→ Requirement
Look below for the line with "Place one point per instance of the jacket", and from there restate every line word for word until the entries end.

>> start Data excerpts

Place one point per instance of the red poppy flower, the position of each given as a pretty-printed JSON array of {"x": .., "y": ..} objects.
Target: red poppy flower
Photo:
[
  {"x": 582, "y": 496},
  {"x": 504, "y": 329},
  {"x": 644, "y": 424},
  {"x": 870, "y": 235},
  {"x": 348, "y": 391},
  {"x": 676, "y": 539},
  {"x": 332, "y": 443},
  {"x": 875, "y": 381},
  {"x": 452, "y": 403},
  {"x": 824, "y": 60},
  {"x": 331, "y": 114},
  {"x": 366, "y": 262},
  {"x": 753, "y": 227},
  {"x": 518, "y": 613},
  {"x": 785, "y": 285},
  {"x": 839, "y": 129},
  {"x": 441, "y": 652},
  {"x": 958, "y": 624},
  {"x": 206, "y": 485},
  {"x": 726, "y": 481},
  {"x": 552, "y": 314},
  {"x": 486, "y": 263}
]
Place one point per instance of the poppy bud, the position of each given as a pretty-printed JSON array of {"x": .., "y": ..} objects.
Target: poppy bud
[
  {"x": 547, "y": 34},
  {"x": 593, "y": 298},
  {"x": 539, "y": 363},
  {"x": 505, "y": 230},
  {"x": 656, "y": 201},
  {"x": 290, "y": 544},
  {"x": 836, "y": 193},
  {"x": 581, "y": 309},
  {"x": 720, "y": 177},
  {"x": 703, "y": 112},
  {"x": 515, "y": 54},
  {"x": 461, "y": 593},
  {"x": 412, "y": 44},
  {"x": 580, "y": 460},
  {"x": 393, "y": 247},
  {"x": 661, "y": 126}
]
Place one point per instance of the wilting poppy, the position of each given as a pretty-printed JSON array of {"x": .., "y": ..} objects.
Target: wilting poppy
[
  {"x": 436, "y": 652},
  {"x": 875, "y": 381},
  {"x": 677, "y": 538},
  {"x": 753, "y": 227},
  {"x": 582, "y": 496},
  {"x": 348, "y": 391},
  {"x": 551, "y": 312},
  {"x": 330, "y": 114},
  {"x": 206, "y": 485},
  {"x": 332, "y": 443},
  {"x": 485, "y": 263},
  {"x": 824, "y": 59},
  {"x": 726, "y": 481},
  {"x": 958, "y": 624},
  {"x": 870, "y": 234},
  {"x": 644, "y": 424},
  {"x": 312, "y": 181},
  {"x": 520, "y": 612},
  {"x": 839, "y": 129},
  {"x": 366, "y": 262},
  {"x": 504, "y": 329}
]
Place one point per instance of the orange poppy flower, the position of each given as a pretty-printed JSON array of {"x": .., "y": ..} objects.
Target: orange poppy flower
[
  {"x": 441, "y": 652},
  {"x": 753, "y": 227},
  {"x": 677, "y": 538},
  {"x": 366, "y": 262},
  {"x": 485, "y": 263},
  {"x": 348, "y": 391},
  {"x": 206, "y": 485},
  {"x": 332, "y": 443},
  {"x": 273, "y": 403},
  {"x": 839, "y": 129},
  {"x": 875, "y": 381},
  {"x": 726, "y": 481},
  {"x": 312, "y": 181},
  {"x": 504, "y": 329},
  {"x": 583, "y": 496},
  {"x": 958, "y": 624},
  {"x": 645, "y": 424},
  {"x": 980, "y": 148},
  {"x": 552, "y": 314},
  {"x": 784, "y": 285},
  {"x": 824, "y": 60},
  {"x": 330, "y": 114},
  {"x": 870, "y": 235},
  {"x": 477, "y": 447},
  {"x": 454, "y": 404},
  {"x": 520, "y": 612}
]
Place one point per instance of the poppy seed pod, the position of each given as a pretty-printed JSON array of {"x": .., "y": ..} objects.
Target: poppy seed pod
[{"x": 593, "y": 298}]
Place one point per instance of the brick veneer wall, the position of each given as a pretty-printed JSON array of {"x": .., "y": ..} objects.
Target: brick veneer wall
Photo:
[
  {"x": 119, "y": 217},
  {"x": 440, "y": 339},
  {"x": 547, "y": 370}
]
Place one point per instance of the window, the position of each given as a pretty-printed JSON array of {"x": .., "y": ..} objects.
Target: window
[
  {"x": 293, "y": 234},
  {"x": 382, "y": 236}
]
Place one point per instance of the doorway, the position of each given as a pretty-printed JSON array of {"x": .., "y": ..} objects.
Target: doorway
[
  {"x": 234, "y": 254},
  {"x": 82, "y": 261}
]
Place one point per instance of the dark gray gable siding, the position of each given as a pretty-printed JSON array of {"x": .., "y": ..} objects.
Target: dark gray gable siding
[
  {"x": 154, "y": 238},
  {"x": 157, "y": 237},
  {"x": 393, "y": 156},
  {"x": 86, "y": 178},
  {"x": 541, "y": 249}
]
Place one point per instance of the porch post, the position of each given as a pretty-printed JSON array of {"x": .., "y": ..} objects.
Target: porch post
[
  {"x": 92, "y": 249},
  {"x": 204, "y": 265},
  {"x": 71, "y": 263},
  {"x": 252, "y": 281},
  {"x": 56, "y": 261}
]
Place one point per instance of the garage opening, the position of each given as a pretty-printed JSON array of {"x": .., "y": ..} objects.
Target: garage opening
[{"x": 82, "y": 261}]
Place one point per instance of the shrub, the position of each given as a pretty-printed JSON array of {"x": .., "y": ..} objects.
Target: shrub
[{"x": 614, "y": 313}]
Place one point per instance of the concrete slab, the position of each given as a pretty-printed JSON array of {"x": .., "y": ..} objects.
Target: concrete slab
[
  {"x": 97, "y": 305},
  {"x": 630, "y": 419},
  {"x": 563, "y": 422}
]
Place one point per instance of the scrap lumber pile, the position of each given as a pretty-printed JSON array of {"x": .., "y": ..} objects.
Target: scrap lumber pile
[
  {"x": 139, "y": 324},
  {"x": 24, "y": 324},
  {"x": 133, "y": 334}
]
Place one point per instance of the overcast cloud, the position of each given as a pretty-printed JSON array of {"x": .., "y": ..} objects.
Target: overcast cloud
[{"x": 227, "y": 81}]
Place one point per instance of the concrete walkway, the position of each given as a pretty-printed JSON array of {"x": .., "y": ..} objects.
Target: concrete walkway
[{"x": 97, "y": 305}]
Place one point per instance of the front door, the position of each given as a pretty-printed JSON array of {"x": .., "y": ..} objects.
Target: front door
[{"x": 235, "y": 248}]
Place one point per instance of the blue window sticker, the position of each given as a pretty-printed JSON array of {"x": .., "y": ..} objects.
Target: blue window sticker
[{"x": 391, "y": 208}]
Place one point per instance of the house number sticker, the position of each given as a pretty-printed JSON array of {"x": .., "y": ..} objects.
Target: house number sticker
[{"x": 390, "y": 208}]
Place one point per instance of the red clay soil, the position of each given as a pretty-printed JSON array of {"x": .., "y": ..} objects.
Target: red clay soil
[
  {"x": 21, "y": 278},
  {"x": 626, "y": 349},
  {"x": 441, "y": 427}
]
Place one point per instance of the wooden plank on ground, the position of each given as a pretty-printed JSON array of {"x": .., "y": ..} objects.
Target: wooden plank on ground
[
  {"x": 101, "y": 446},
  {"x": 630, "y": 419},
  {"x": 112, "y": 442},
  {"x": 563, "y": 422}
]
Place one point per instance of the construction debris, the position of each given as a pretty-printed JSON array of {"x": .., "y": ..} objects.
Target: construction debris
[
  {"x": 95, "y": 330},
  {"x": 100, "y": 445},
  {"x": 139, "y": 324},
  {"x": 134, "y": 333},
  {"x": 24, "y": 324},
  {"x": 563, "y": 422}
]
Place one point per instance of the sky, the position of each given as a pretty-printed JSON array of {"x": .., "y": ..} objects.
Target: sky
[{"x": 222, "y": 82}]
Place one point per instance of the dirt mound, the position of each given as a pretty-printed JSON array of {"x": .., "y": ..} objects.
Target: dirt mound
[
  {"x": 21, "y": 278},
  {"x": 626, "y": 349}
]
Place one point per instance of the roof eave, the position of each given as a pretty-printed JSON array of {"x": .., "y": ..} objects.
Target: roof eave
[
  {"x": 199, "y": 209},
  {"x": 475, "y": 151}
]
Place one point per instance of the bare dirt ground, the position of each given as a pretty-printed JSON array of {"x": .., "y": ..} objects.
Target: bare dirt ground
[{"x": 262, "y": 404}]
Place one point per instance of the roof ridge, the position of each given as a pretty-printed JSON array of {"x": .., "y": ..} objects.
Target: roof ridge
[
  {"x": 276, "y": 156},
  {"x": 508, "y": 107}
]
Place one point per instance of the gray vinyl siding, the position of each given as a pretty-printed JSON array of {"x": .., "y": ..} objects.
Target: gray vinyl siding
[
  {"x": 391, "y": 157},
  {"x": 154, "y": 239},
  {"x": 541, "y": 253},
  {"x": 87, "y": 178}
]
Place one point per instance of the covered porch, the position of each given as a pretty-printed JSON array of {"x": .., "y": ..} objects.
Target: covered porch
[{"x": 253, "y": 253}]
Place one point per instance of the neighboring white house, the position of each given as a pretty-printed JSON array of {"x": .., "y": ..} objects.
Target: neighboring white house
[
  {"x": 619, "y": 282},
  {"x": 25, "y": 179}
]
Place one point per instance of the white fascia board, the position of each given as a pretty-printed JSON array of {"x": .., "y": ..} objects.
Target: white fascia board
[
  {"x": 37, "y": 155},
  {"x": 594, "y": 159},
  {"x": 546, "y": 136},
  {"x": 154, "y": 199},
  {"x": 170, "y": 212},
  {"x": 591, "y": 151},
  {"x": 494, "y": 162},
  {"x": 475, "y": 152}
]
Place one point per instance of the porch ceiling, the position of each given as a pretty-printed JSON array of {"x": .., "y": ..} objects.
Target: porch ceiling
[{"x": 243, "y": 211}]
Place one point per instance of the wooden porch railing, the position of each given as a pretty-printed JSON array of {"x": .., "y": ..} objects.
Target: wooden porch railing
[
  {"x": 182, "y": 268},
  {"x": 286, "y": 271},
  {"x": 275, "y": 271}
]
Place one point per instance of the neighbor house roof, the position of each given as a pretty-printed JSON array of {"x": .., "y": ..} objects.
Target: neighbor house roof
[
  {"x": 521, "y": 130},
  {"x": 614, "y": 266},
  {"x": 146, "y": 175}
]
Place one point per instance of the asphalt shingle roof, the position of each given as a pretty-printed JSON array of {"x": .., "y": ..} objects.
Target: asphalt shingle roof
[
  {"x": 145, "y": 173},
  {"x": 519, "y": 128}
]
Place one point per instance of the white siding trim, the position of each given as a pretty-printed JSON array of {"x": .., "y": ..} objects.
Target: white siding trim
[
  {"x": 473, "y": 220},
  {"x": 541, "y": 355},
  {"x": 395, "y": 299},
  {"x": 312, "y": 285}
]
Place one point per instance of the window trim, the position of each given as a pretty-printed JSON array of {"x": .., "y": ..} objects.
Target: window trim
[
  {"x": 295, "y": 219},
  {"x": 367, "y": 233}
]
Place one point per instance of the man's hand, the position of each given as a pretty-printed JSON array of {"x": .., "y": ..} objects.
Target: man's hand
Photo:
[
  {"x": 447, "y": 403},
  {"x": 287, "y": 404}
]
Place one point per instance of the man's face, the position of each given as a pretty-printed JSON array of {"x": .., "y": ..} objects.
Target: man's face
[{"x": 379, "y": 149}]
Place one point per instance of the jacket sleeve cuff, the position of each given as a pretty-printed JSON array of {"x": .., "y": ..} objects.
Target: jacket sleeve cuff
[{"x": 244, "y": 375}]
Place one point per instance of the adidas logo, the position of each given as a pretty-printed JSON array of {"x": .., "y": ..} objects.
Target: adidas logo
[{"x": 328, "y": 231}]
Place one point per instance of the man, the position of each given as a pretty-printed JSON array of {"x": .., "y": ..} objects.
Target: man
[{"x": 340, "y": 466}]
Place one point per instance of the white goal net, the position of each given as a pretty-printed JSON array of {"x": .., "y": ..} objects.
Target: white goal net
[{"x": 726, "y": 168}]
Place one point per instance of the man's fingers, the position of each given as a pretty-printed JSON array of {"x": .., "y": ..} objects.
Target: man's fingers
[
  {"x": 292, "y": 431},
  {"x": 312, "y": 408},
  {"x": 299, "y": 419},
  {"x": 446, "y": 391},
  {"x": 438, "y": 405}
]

>> end Data excerpts

→ Task response
Place one point per instance of the jacket sleeve cuff, the position of each given as a pretty-printed JSON array of {"x": .., "y": ..} objects.
Target: jacket sleeve cuff
[{"x": 244, "y": 375}]
Place one point per instance of the adidas logo, the position of each given as a pretty-printed JSON array of {"x": .., "y": ..} objects.
Target: adidas logo
[{"x": 328, "y": 231}]
Place one point per instance of the man, the position of each given as a pretty-printed JSON array of {"x": .., "y": ..} objects.
Target: man
[{"x": 340, "y": 466}]
Place one point per instance of the white goal net, the position of each given as a pretty-printed JSON array of {"x": .., "y": ..} objects.
Target: white goal net
[{"x": 726, "y": 168}]
Place one point per instance of the man's fingers, the position of each given as a pretty-printed JSON array of {"x": .., "y": ..} objects.
Target: man's fingers
[
  {"x": 292, "y": 431},
  {"x": 312, "y": 408},
  {"x": 299, "y": 419},
  {"x": 446, "y": 391},
  {"x": 438, "y": 405}
]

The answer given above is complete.